**Cosa farai**
- A) Rispondi alle seguenti domande basandoti sull'articolo sulla biodiversità.
(i) Secondo il report di Legambiente, quale perdita di PIL globale potrebbe comportare al 2050 la perdita di biodiversità?
(ii) Secondo la FAO, quale percentuale degli stock ittici è troppo sfruttata?
(iii) In Europa, quale percentuale degli ecosistemi principali si trova in condizioni accettabili?
- B) Elenca tutti gli enti e le organizzazioni che l'articolo sulla biodiversità cita come fonti di dati o di analisi.

**Estratto del documento**
# # # # # # #
Biodiversita' da tutelare: conviene, anche economicamente

Creato il 23 maggio 2011 da Alessandro @AleTrasforini

"Quando l'ultima fiamma sarà spenta, l'ultimo fiume avvelenato, l'ultimo pesce catturato, solo allora capirete che non si può mangiare denaro!" Mai più attualmente di oggi, in una fase storica e contemporanea nella quale risorse e potenzialità del pianeta vengono bruciate a gran giornate, si rilancia un allarme che non deve mai passare di moda.  Non servono giornate commemorative o del ricordo per la fauna che è stata o per la flora che fu, ma occorre quantificare in termini economici (fin troppo cari all'uomo, nds) il valore di ciò che si rischia concretamente di perdere ogni secondo di più. Su questi termini si è mosso il report presentato da Legambiente al convegno Terrafutura. Stando ai contenuti essenziali, si è rilevato che la perdita di biodiversità potrebbe comportare al 2050 una perdita di PIL globale prossima a circa il 7%.  Tali tendenze vengono confermate anche dall'Unione Internazionale per la Conservazione della Natura, secondo la quale il ritmo con cui la Terra sta perdendo lo straordinario patrimonio di diversità sia animale e vegetale è prossimo ad indici più veloci del normale di circa 100/1000 volte.  Secondo la FAO i numeri di questa devastazione sono tuttavia ancora peggiori se visti sul lungo termine:
  • 60% degli ecosistemi mondiali è ormai degradato;
  • 75% degli stock ittici sono troppo sfruttati;
  • dal 1990 si è assistito alla perdita di circa il 75% della diversità genetica delle colture agricole a livello mondiale;
  • 20% delle barriere coralline già scomparso nei paesi tropicali, mentre il 95% di ciò che rimane rischia di scomparire entro la data fatidica del 2050;
  • in Europa solo il 17% delle specie e degli habitat e l'11% degli ecosistemi principali sono in condizioni accettabili;
  • dal 1990 il numero delle specie comuni di uccelli è diminuito di circa il 10%, raggiungendo il 15%-20% in meno per uccelli e specie comuni che abitano i boschi.
# # # # # # #
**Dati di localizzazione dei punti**

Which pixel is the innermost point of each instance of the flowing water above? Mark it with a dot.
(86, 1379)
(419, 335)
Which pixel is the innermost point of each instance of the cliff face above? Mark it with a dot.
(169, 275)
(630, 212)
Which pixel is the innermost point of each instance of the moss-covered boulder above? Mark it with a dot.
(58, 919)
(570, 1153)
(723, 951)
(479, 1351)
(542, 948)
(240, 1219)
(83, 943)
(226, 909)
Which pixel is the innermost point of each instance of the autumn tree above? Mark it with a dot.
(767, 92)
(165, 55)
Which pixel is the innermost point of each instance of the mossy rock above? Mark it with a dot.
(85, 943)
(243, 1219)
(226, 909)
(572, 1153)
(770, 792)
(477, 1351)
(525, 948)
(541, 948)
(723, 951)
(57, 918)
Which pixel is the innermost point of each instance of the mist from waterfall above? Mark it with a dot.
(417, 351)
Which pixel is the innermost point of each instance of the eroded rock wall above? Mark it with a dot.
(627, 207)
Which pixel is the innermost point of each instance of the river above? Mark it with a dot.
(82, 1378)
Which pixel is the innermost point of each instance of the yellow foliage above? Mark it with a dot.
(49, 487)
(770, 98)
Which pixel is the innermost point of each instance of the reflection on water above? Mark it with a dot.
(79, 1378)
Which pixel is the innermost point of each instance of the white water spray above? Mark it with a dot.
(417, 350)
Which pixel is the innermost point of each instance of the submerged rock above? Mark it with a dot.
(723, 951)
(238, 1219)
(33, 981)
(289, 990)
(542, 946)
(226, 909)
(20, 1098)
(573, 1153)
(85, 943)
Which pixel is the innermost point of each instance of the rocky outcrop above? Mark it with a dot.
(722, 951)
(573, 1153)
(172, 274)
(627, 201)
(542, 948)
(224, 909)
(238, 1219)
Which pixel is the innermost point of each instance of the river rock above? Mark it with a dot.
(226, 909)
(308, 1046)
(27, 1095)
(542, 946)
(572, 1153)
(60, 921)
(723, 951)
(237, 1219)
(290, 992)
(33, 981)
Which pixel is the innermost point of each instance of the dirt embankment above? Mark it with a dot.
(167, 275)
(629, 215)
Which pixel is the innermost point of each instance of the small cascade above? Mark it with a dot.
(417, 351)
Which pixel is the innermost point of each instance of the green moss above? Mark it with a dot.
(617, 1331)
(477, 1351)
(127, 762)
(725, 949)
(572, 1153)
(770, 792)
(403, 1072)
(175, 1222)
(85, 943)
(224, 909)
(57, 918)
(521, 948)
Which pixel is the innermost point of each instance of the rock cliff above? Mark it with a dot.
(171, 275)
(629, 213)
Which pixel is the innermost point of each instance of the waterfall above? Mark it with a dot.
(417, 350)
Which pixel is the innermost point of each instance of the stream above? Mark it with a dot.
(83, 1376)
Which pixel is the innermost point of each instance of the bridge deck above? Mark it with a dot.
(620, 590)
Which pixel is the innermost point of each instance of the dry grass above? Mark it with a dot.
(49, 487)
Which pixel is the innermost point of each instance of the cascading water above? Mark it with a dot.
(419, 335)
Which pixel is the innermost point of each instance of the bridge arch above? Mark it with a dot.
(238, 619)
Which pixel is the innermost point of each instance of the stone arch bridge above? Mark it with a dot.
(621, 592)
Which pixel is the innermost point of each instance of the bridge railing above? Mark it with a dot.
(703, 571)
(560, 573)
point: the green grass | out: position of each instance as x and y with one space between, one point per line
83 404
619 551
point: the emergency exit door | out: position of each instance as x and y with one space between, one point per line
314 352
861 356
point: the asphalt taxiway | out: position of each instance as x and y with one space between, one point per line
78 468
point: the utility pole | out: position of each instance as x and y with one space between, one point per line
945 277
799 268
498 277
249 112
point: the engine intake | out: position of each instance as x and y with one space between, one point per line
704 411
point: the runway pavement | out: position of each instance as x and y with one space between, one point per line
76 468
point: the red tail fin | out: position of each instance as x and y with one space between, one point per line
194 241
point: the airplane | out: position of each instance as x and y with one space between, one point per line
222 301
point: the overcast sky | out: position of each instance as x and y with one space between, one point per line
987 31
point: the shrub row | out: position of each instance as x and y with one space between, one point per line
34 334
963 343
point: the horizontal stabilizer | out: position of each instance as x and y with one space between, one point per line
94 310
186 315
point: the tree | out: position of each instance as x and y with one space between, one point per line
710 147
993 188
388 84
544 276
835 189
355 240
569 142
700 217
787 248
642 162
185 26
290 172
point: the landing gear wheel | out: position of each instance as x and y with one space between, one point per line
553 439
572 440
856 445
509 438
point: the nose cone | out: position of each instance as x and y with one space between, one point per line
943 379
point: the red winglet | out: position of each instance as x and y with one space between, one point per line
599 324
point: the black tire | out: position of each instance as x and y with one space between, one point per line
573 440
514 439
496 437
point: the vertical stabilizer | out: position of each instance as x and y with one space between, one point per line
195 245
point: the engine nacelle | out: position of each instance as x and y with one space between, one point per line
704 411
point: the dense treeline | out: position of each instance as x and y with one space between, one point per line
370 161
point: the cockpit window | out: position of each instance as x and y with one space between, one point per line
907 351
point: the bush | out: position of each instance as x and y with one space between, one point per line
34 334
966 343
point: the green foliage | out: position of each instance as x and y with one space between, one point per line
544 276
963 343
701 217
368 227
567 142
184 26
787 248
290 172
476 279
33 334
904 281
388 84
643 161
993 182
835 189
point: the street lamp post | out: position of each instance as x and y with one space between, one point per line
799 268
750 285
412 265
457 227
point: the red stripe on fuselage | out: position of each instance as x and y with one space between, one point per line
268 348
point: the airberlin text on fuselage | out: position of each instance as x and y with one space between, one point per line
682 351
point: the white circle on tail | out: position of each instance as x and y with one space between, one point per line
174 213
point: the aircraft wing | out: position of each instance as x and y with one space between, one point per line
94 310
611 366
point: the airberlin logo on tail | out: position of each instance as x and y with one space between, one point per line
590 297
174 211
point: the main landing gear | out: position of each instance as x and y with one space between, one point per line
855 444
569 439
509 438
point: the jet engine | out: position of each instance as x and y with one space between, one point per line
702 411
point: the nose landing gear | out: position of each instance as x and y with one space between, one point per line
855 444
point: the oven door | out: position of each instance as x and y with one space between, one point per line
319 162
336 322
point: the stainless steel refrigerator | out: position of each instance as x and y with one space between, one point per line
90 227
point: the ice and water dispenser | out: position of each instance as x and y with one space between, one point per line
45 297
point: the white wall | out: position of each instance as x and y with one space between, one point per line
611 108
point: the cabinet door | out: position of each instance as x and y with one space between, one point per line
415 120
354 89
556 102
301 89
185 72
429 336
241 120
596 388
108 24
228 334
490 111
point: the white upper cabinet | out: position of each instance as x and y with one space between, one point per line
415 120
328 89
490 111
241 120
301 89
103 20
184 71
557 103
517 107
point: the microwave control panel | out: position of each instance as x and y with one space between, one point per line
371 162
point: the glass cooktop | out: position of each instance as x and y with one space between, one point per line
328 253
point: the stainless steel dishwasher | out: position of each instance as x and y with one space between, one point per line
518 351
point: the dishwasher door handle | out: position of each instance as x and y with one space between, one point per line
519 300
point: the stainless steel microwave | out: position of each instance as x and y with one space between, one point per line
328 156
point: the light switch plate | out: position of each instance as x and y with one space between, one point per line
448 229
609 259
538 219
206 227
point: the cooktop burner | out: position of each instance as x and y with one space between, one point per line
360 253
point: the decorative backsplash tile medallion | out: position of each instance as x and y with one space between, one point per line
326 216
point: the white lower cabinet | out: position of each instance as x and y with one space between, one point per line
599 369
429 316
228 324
# # # # # # #
**Risposte per attività**
- A)
(i) Circa il 7%.
(ii) Il 75%.
(iii) L'11%.

- B)
Legambiente
Unione Internazionale per la Conservazione della Natura
FAO